Passage —
Levine, Judith (radical
feminist, writer)
“Men's sexuality is mean and
violent, and men so powerful that they can 'reach WITHIN women to
fuck/construct us from the inside out.' Satan-like, men possess women, making
their wicked fantasies and desires women's own. A woman who has sex with a man,
therefore, does so against her will, 'even if she does not feel forced.”
(Judith Levine, My Enemy, My Love: Women,
Masculinity, and the Dilemmas of Gender, Doubleday, 1992)
“I feel what they feel:
man-hating, that volatile admixture of pity, contempt, disgust, envy,
alienation, fear, and rage at men. It is hatred not only for the anonymous man
who makes sucking noises on the street, not only for the rapist or the judge
who acquits him, but for what the Greeks called philo-aphilos, 'hate in love,'
for the men women share their lives with--husbands, lovers, friends, fathers,
brothers, sons, coworkers.” (Judith Levine, My Enemy, My Love: Women, Masculinity, and the Dilemmas of Gender,
Doubleday, 1992)

About this task — In the passage quoting Judith Levine, transcribe the part that starts at the words "Levine, Judith (radical" and ends after the words "Gender, Doubleday, 1992)".

Region pointing data:
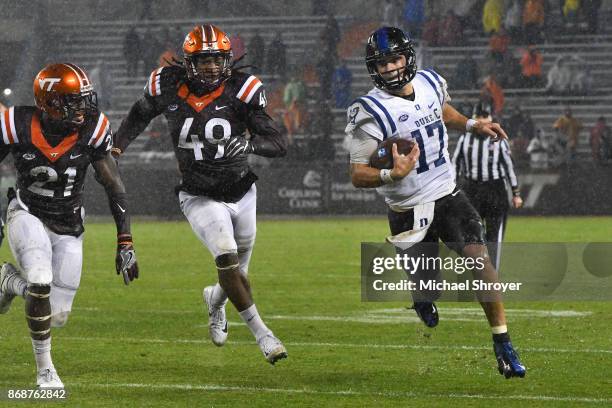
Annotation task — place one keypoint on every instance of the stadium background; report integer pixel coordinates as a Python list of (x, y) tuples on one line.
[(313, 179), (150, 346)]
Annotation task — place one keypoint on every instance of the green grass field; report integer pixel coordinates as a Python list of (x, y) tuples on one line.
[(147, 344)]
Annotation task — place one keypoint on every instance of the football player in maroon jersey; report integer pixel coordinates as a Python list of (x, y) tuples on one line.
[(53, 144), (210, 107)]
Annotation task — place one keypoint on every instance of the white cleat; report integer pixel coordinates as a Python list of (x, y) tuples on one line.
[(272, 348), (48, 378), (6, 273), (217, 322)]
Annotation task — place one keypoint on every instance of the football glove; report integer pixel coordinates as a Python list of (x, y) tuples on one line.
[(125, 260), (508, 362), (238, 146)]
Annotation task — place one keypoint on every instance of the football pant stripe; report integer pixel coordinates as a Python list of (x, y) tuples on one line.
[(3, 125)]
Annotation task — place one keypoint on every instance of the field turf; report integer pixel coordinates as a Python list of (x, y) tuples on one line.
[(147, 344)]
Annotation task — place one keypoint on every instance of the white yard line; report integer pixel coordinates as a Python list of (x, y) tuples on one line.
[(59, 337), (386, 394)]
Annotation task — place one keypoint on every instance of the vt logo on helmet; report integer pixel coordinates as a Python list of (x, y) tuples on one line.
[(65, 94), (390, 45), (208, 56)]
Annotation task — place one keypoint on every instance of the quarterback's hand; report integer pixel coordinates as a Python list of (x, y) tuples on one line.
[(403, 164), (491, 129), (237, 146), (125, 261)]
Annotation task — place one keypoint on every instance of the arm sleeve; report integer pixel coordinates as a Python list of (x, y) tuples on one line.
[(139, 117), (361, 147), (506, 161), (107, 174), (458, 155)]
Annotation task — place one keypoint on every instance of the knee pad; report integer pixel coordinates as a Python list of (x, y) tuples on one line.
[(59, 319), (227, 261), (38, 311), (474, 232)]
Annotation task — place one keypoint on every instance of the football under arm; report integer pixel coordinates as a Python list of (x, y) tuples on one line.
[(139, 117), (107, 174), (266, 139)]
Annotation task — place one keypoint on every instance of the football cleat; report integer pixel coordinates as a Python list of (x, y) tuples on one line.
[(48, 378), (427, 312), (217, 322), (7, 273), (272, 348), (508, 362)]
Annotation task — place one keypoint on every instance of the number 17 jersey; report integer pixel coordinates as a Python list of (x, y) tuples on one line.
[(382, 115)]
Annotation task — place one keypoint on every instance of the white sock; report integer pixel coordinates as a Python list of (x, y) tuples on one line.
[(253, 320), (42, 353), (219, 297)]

...

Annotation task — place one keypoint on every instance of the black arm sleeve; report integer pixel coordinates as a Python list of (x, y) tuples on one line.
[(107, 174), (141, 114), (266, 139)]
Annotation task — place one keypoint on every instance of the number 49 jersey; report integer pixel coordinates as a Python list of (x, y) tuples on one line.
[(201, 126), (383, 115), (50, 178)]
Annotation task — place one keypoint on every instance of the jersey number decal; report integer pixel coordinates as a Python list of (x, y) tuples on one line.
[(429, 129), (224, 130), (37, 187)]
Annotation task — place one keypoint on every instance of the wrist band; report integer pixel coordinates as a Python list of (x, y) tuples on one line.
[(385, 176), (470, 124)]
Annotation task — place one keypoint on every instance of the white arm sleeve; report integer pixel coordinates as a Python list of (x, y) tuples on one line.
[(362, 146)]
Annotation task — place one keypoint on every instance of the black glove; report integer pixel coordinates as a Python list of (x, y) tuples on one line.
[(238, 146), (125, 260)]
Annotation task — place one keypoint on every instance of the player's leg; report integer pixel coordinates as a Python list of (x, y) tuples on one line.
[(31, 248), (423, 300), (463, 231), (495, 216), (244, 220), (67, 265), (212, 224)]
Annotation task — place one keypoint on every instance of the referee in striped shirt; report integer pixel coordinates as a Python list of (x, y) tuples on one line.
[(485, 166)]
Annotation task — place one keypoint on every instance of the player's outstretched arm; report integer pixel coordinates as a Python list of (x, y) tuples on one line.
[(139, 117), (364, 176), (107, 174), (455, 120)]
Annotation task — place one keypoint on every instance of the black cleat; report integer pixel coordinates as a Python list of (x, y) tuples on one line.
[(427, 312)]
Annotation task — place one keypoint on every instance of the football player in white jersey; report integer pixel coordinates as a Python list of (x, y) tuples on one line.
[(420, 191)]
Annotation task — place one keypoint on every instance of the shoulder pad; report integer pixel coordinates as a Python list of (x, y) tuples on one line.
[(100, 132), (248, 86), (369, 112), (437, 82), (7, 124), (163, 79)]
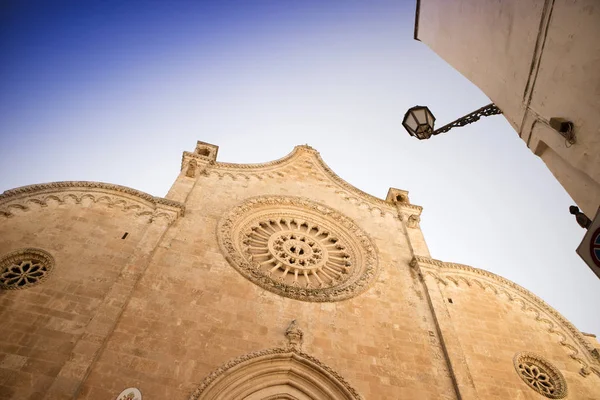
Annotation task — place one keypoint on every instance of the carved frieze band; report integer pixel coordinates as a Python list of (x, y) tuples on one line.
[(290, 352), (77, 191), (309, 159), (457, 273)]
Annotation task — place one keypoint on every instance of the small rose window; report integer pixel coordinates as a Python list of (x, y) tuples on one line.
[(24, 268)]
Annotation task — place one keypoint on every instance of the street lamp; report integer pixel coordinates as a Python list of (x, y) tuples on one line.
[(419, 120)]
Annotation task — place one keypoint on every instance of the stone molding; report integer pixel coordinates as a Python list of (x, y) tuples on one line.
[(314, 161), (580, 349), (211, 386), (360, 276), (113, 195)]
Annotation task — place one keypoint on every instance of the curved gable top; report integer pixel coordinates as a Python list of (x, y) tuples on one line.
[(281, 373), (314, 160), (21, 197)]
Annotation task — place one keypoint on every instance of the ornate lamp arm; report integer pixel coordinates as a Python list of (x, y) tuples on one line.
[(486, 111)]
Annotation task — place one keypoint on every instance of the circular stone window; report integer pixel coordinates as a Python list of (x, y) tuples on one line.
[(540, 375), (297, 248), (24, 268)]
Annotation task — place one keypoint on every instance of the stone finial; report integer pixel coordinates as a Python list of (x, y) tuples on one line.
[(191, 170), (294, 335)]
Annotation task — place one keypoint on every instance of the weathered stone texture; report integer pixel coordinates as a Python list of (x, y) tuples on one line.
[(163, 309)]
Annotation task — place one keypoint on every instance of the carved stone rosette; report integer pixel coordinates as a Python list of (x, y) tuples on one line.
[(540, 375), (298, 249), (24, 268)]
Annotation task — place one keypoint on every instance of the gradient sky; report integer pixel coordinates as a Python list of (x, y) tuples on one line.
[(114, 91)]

Expected output —
Levine, Judith (radical
feminist, writer)
“Men's sexuality is mean and
violent, and men so powerful that they can 'reach WITHIN women to
fuck/construct us from the inside out.' Satan-like, men possess women, making
their wicked fantasies and desires women's own. A woman who has sex with a man,
therefore, does so against her will, 'even if she does not feel forced.”
(Judith Levine, My Enemy, My Love: Women,
Masculinity, and the Dilemmas of Gender, Doubleday, 1992)